## Provided passage
Longest Palindrome (opens in a new tab) Easy

Problem

Given a string s that consists of lower case English letters and digits, find the length of the longest palindrome that can be built with those letters.

Example

Input: s = "abccccdd"

Output: 7

Explanation: One possible palindrome is "dccaccd", with length 7.

Summary

To solve this problem, we can count the occurrences of each character in the input string. For each character, we can add an even number of occurrences to the palindrome. If we have encountered an odd number of occurrences, we can add one less to the palindrome and keep track that we have an odd number of occurrences. In the end, we can add 1 to the length of the palindrome if we have encountered an odd number of occurrences.

## Supplied entries
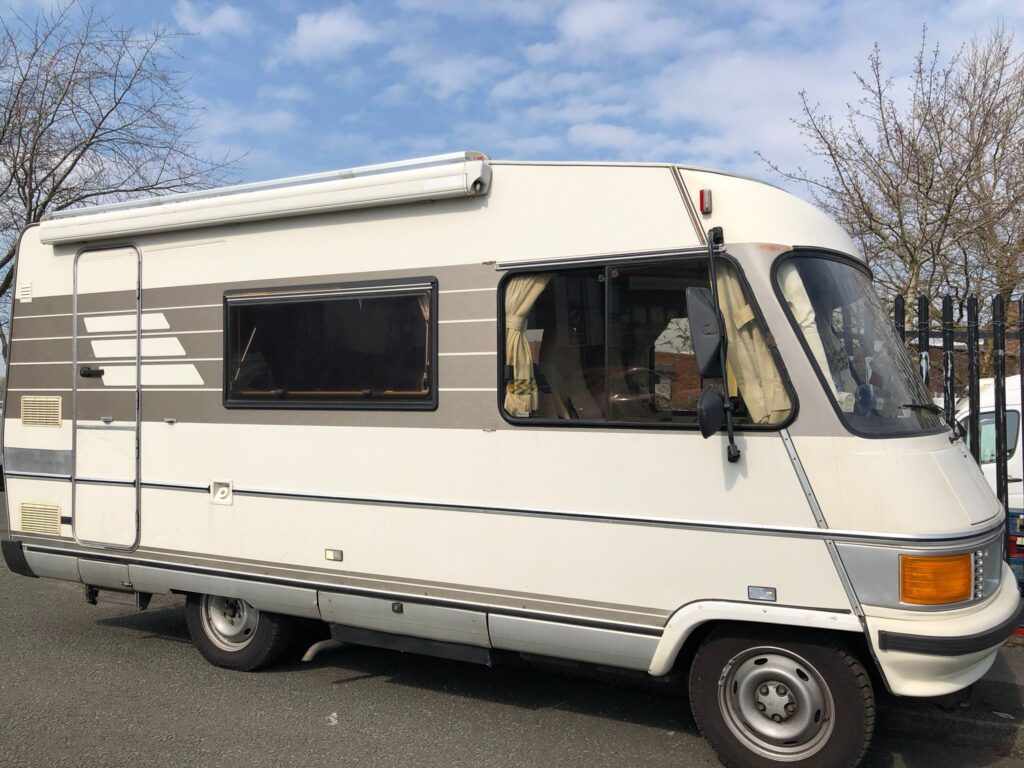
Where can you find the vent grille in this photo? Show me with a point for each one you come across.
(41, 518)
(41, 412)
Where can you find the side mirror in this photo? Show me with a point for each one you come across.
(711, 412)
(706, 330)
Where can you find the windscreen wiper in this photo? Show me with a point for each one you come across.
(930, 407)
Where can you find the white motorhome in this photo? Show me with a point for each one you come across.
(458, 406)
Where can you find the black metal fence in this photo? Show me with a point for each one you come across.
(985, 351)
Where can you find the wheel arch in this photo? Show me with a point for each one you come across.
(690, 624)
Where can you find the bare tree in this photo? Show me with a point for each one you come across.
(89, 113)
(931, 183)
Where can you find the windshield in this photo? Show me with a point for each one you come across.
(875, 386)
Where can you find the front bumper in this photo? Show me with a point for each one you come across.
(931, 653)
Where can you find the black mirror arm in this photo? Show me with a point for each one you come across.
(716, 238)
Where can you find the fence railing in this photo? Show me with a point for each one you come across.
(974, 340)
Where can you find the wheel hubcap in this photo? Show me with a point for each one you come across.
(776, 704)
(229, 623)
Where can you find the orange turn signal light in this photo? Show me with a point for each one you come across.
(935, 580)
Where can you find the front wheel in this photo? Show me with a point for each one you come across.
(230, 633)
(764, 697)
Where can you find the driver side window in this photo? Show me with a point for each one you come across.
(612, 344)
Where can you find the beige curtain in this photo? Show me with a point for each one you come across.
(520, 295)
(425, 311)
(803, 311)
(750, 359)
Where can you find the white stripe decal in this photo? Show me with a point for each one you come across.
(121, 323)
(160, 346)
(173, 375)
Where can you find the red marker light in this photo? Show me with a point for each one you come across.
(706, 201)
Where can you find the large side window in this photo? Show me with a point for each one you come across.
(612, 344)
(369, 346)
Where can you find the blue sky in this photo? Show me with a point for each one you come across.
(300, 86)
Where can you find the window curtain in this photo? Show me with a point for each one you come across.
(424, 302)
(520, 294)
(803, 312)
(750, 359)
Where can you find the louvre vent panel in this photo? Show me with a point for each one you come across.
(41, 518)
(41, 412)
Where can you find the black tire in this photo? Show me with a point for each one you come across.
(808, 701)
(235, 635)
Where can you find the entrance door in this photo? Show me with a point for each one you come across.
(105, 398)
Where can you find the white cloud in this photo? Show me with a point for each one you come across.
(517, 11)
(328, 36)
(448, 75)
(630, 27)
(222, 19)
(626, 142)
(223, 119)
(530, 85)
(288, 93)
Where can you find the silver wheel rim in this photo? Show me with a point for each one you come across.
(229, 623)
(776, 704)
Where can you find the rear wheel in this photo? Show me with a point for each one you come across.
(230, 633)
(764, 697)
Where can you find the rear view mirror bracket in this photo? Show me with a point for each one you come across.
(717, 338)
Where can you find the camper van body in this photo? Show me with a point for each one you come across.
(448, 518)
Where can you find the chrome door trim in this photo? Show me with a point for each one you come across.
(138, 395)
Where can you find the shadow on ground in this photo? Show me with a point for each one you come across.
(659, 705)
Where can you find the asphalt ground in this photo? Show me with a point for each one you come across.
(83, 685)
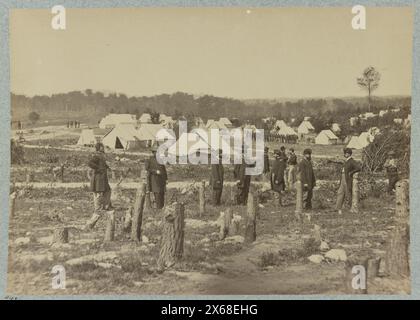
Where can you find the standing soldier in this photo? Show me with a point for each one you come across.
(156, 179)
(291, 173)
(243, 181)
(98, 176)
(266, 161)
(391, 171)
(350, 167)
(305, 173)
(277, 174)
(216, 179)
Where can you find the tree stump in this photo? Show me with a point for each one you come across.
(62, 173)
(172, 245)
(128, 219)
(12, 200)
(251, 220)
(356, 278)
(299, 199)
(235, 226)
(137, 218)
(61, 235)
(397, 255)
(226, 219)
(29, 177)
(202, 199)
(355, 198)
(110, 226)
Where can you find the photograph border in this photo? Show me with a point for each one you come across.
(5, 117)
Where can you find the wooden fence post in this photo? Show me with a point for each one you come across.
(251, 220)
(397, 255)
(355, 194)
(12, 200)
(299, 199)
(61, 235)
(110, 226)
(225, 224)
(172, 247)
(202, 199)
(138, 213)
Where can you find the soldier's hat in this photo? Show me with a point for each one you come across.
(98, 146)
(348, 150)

## What this exercise asks
1. Give every section heading in the longest-palindrome problem page, in the order they appear.
2. Extend the longest-palindrome problem page with the part that would follow its last paragraph.

## Answers in order
1. Problem, Example, Summary

2.
Solution

In TypeScript

function longestPalindrome(s: string): number {
	const charCount = new Map<string, number>();
	let length = 0;
	let hasOdd = false;
 
	for (const char of s) {
		charCount.set(char, (charCount.get(char) || 0) + 1);
	}
 
	for (const count of charCount.values()) {
		length += Math.floor(count / 2) * 2;
		if (!hasOdd && count % 2 === 1) {
			hasOdd = true;
		}
	}
 
	return hasOdd ? length + 1 : length;
}

In Python

def longestPalindrome(self, s: str) -> int:
		char_count = {}
		length = 0
		has_odd = False
 
		for char in s:
				char_count[char] = char_count.get(char, 0) + 1
 
		for count in char_count.values():
				length += count // 2 * 2
				if not has_odd and count % 2 == 1:
						has_odd = True
 
		return length + 1 if has_odd else length

Step-by-step explanation

Create a charCount Map to store the count of each character in the input string s. Initialize the length variable to store the length of the longest palindrome, and a boolean hasOdd to track if we've encountered any odd occurrences.

const charCount = new Map<string, number>();
let length = 0;
let hasOdd = false;

Loop through the input string s to count the occurrences of each character, and update the charCount Map.

for (const char of s) {
	charCount.set(char, (charCount.get(char) || 0) + 1);
}

Loop through the values (occurrences count) in the charCount Map.

for (const count of charCount.values()) {
	// ...
}

Add the count of even occurrences of each character to the length. This is achieved by dividing the count by 2, flooring the result, and multiplying it by 2.

length += Math.floor(count / 2) * 2;

Check if the hasOdd flag is false, and the count is odd (count % 2 === 1). If this condition is true, set the hasOdd flag to true. This tracks whether we've encountered any odd occurrences.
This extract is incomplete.